--- Material for the task ---

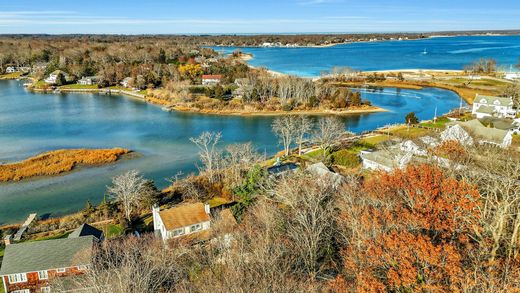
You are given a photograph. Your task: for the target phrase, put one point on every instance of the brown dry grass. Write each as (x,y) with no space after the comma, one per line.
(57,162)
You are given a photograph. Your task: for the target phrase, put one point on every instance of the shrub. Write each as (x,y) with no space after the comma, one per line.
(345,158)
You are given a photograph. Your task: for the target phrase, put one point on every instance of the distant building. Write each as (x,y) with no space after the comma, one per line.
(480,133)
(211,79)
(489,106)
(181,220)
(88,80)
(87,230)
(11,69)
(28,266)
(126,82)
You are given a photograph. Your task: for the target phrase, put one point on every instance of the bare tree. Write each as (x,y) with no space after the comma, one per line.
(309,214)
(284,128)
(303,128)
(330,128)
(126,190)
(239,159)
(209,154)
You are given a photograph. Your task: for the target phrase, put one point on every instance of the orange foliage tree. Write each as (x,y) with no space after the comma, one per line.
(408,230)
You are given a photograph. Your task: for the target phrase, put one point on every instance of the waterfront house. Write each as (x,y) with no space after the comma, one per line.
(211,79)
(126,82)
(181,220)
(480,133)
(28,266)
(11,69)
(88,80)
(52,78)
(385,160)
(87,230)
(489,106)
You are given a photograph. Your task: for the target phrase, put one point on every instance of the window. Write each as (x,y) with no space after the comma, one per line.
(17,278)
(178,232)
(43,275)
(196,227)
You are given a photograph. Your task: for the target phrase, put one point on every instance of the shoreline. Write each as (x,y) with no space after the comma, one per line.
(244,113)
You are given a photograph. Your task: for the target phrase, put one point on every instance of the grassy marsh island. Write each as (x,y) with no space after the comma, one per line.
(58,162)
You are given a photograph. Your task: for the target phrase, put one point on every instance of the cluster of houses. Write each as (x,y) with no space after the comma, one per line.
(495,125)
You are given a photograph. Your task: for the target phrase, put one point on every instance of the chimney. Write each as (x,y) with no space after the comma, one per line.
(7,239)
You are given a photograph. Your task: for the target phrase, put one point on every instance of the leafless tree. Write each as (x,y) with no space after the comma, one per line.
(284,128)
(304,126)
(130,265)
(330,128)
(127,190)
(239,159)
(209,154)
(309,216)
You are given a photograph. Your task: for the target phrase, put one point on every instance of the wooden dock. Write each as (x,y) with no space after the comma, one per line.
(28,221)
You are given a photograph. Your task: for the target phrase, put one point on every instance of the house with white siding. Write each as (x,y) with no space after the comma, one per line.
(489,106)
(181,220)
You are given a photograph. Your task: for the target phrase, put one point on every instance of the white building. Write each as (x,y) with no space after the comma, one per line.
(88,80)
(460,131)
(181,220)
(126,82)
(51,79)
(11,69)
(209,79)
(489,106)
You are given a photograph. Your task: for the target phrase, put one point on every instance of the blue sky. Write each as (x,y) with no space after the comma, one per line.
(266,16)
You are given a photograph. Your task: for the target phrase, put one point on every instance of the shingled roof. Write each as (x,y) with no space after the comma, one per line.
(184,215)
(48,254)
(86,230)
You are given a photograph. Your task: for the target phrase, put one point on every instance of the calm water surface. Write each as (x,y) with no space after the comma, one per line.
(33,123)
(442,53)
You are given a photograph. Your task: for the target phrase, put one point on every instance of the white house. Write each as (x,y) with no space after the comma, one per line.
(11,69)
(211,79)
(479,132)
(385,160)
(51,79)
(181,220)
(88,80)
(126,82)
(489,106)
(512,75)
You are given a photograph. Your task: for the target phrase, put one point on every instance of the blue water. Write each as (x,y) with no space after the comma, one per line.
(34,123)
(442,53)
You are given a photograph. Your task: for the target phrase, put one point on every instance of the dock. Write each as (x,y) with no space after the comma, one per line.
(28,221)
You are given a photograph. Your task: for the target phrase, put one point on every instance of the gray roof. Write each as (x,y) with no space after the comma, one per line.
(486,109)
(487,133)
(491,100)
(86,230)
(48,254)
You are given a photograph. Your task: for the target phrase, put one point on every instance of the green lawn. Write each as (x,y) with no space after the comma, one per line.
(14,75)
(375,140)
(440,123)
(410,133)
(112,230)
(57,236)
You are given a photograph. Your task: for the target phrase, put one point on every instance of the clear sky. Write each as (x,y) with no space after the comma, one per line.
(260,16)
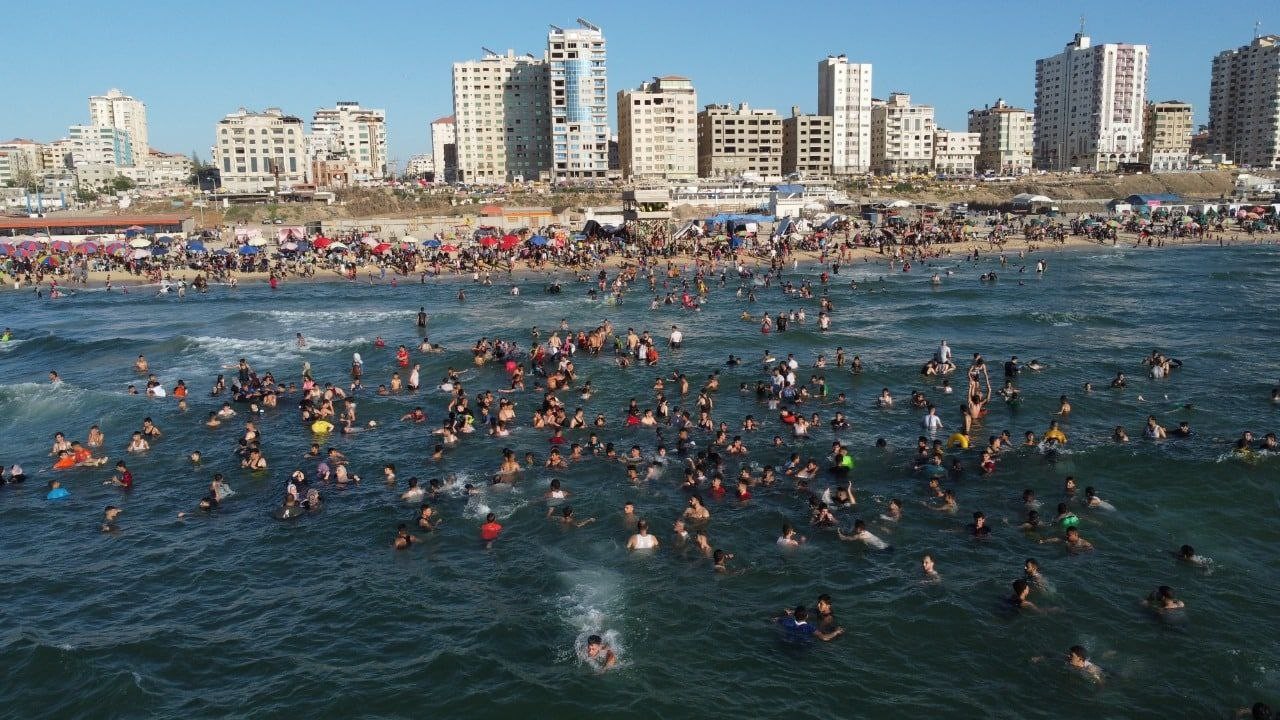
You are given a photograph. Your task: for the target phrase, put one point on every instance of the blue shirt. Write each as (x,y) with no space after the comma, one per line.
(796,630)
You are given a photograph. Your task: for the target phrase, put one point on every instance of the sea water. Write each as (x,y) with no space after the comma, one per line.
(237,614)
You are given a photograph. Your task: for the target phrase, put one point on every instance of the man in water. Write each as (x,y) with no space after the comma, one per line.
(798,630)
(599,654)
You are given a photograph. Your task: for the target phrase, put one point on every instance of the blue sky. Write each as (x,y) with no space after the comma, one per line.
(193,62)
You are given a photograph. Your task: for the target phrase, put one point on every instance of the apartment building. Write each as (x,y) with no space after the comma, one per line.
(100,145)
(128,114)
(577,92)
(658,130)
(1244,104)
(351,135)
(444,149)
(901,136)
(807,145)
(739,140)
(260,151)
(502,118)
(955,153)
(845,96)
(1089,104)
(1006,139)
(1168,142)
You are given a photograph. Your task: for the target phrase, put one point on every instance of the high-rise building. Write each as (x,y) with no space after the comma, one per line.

---

▸ **To do**
Format every line of the entries above as a Markdown table with the columns No. and Text, numbering the rows and skipping blank lines. Leave the pictures out of the table.

▸ **Answer to this problem**
| No. | Text |
|---|---|
| 1 | You are given a photograph. Your task: for the target phrase, put one point on every instance of the brown dry grass. Write each as (x,y) with no space after the comma, one per line. |
| 2 | (57,162) |
| 3 | You are given a photograph. Your task: for the target phrase, put one point on every instance of the shrub. Write each as (x,y) with no space after the comma, one per line. |
| 4 | (345,158) |
| 5 | You are given a photograph. Your task: for the target phrase, put one point on every instance of the distant building. Write each as (x,y) with no space after the comma, one per line. |
| 6 | (480,133) |
| 7 | (211,79) |
| 8 | (489,106) |
| 9 | (181,220) |
| 10 | (88,80) |
| 11 | (87,230) |
| 12 | (11,69) |
| 13 | (28,266) |
| 14 | (126,82) |
| 15 | You are given a photograph. Your task: for the target phrase, put one point on every instance of the bare tree. Write each as (x,y) with no space after the comma, one per line. |
| 16 | (309,214) |
| 17 | (284,128) |
| 18 | (303,128) |
| 19 | (330,128) |
| 20 | (126,190) |
| 21 | (239,159) |
| 22 | (209,154) |
| 23 | You are given a photograph. Your task: for the target phrase, put one point on every instance of the orange foliage tree. Write each as (x,y) with no space after the comma, one per line. |
| 24 | (408,230) |
| 25 | You are given a photograph. Your task: for the target phrase, put one point on every instance of the waterfront house. Write each as (x,y) with no space after the comma, one per line. |
| 26 | (211,79) |
| 27 | (126,82) |
| 28 | (181,220) |
| 29 | (480,133) |
| 30 | (28,266) |
| 31 | (11,69) |
| 32 | (88,80) |
| 33 | (52,78) |
| 34 | (385,160) |
| 35 | (87,230) |
| 36 | (489,106) |
| 37 | You are given a photograph. Your task: for the target phrase, put one point on every instance of the window. Write each as (x,y) with no space after the comma, one per line. |
| 38 | (17,278) |
| 39 | (178,232) |
| 40 | (43,275) |
| 41 | (196,227) |
| 42 | You are given a photograph. Your task: for the target phrase, put one point on every instance of the shoreline. Write each as (x,y) with no space after the comma, one per line. |
| 43 | (244,113) |
| 44 | You are given a photograph. Your task: for the target phrase, put one point on every instance of the grassy marsh island. Write each as (x,y) with no space after the comma, one per line. |
| 45 | (58,162) |
| 46 | You are given a photograph. Your task: for the target phrase, put one point on every instance of the cluster of houses. Write each as (x,y) with no space after the comma, one per line. |
| 47 | (495,125) |
| 48 | You are given a photograph. Your task: for the target phrase, put one point on every instance of the chimney. Write each as (x,y) with no space after the comma, one per line. |
| 49 | (7,239) |
| 50 | You are given a photograph. Your task: for the target phrase, put one point on every instance of the leafless tree. Write each as (x,y) with no space after the comma, one per line. |
| 51 | (284,128) |
| 52 | (304,126) |
| 53 | (130,265) |
| 54 | (330,128) |
| 55 | (127,190) |
| 56 | (239,159) |
| 57 | (209,154) |
| 58 | (309,216) |
| 59 | You are given a photograph. Your task: for the target phrase, put one point on every instance of the wooden dock. Write each as (x,y) with no space after the comma, one per line. |
| 60 | (28,221) |
| 61 | You are given a photograph. Your task: for the target phrase, put one point on every instance of the house with white siding. Write each as (x,y) with no space after the comma, one per line. |
| 62 | (489,106) |
| 63 | (181,220) |
| 64 | You are given a photograph. Your task: for the target phrase, put one point on every instance of the white building. Write each as (x,y) with no space after the comma, one per line. |
| 65 | (88,80) |
| 66 | (460,131) |
| 67 | (181,220) |
| 68 | (126,82) |
| 69 | (51,79) |
| 70 | (11,69) |
| 71 | (209,79) |
| 72 | (489,106) |
| 73 | You are given a photograph. Your task: for the target phrase, put one point on every instance of the blue sky. Write each as (x,y) with no space after the comma, one per line. |
| 74 | (266,16) |
| 75 | You are given a photograph. Your task: for the target phrase, put one point on every instance of the shingled roof. Write each as (x,y) with no space after the comma, one per line. |
| 76 | (184,215) |
| 77 | (48,254) |
| 78 | (86,230) |
| 79 | You are given a photograph. Your task: for the target phrase, put one point on every instance of the calm water surface. Write each as (x,y) with no space after the comma, one per line. |
| 80 | (33,123) |
| 81 | (442,53) |
| 82 | You are given a photograph. Your task: for the target phrase, put one point on every instance of the white house. Write each as (x,y) with no space after the comma, one per line. |
| 83 | (11,69) |
| 84 | (211,79) |
| 85 | (479,132) |
| 86 | (385,160) |
| 87 | (51,79) |
| 88 | (181,220) |
| 89 | (88,80) |
| 90 | (126,82) |
| 91 | (489,106) |
| 92 | (512,75) |
| 93 | You are given a photograph. Your task: for the target phrase, put one point on every instance of the blue water. Write each as (x,y) with no space after the comma, one per line. |
| 94 | (34,123) |
| 95 | (442,53) |
| 96 | You are given a photograph. Your task: for the target phrase, put one point on every instance of the dock. Write each as (x,y) with no space after the comma, one per line. |
| 97 | (28,221) |
| 98 | You are given a photograph. Your task: for the target phrase, put one point on every instance of the gray roof. Write each as (x,y) with no space after the comma, one per line. |
| 99 | (486,109) |
| 100 | (487,133) |
| 101 | (491,100) |
| 102 | (86,230) |
| 103 | (48,254) |
| 104 | You are given a photograph. Your task: for the target phrase, put one point on every instance of the green lawn. Write each as (x,y) with no space after the comma, one per line. |
| 105 | (14,75) |
| 106 | (375,140) |
| 107 | (440,123) |
| 108 | (410,133) |
| 109 | (112,230) |
| 110 | (57,236) |
| 111 | You are given a photograph. Your task: for the target phrase, put one point on every instance of the clear sky. Write each as (x,y) with no space after the comma, one per line. |
| 112 | (260,16) |
| 113 | You are given a photograph. Your task: for the target phrase, put one point on every instance of the blue shirt. Write each as (x,y) with no space after the comma, one per line. |
| 114 | (796,630) |
| 115 | You are given a photograph. Your task: for the target phrase, put one point on every instance of the sea water. Write each as (x,y) with no space after the comma, one per line. |
| 116 | (237,614) |
| 117 | You are given a photograph. Your task: for the target phrase, put one point on every instance of the man in water. Write each as (x,y) with no space after the comma, one per line. |
| 118 | (798,630) |
| 119 | (599,654) |
| 120 | You are given a photograph. Your task: for the target phrase, put one point on every instance of the blue sky. Write each as (x,y) with no space after the comma, one per line. |
| 121 | (193,62) |
| 122 | You are given a photograph. Your task: for the target phrase, put one point on every instance of the apartment building. Write each as (x,y) with no space after the comma, one per line. |
| 123 | (100,145) |
| 124 | (128,114) |
| 125 | (577,92) |
| 126 | (658,130) |
| 127 | (1244,104) |
| 128 | (351,135) |
| 129 | (444,149) |
| 130 | (901,136) |
| 131 | (807,145) |
| 132 | (739,140) |
| 133 | (260,151) |
| 134 | (502,118) |
| 135 | (955,153) |
| 136 | (845,96) |
| 137 | (1089,104) |
| 138 | (1006,139) |
| 139 | (1168,142) |
| 140 | You are given a photograph. Your task: for the target phrase, put one point on every instance of the high-rise building. Write each as (x,y) with no space after the comma, one per line. |